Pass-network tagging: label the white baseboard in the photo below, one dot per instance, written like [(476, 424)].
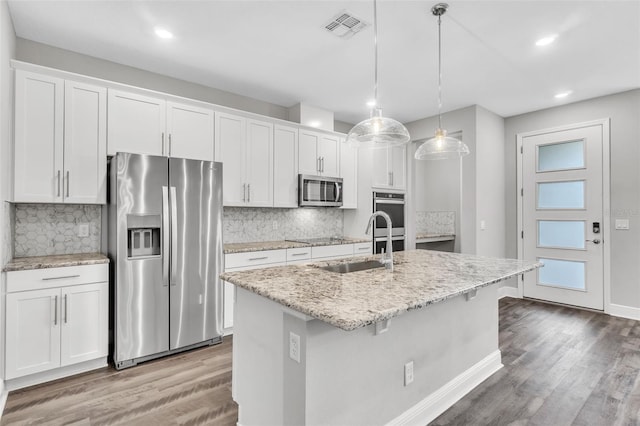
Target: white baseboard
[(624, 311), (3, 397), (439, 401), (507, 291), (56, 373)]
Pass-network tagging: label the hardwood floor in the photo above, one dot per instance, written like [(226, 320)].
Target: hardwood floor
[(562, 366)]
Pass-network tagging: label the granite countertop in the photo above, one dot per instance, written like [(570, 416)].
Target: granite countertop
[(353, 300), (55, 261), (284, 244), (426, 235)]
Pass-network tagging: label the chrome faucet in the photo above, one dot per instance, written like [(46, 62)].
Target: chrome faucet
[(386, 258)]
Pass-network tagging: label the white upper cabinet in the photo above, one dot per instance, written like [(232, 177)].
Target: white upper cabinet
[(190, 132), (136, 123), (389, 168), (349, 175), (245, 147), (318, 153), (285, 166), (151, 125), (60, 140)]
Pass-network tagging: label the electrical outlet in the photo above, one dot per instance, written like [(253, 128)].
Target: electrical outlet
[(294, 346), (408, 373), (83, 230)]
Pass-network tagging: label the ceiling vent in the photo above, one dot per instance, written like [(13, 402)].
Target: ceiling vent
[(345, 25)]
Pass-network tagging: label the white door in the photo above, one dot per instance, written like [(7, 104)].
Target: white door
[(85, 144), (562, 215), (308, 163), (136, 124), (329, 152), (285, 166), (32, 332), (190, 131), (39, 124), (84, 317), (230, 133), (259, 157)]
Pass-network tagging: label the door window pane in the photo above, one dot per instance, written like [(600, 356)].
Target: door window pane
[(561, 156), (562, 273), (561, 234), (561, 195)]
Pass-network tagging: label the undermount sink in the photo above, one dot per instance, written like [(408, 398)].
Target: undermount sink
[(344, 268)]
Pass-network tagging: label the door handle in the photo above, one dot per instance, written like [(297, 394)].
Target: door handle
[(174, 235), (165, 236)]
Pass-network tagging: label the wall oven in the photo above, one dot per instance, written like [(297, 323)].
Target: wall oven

*Try it*:
Go through the data above and copy each line in which "oven" appears.

*Response*:
Pass-network tagging: label the wall oven in the photo above, one dot per instance, written like [(297, 323)].
Target: wall oven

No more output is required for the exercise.